• _Work to do_
Lay out every line of the items below as a numbered list, leaving out any blank lines.

• _Stored data_
────────────────────
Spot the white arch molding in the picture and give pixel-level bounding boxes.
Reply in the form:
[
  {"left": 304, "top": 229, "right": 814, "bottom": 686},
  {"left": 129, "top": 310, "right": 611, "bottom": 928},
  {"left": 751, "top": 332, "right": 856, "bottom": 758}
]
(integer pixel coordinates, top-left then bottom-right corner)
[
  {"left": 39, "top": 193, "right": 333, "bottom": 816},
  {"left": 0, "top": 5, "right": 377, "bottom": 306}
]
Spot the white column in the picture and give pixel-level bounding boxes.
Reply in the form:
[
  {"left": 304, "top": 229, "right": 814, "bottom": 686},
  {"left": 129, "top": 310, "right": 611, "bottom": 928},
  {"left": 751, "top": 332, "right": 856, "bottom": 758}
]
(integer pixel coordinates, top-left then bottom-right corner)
────────────────────
• _Solution to this task_
1. Spot the white arch molding in the picture and give pixel-level bounding boxes.
2. Reply in the form:
3. [
4.   {"left": 304, "top": 229, "right": 814, "bottom": 686},
5.   {"left": 129, "top": 310, "right": 611, "bottom": 928},
6.   {"left": 751, "top": 332, "right": 856, "bottom": 758}
7. ]
8. (integer pixel coordinates, top-left then bottom-right corner)
9. [
10.   {"left": 39, "top": 193, "right": 333, "bottom": 816},
11.   {"left": 0, "top": 5, "right": 377, "bottom": 306}
12. ]
13. Spot the white column in the picture and give pixel-level bounding boxes.
14. Reply in the form:
15. [
16.   {"left": 304, "top": 229, "right": 814, "bottom": 686},
17.   {"left": 129, "top": 310, "right": 611, "bottom": 928},
18.   {"left": 751, "top": 332, "right": 856, "bottom": 758}
19. ]
20. (integer pixel coordinates, top-left then bottom-right corner)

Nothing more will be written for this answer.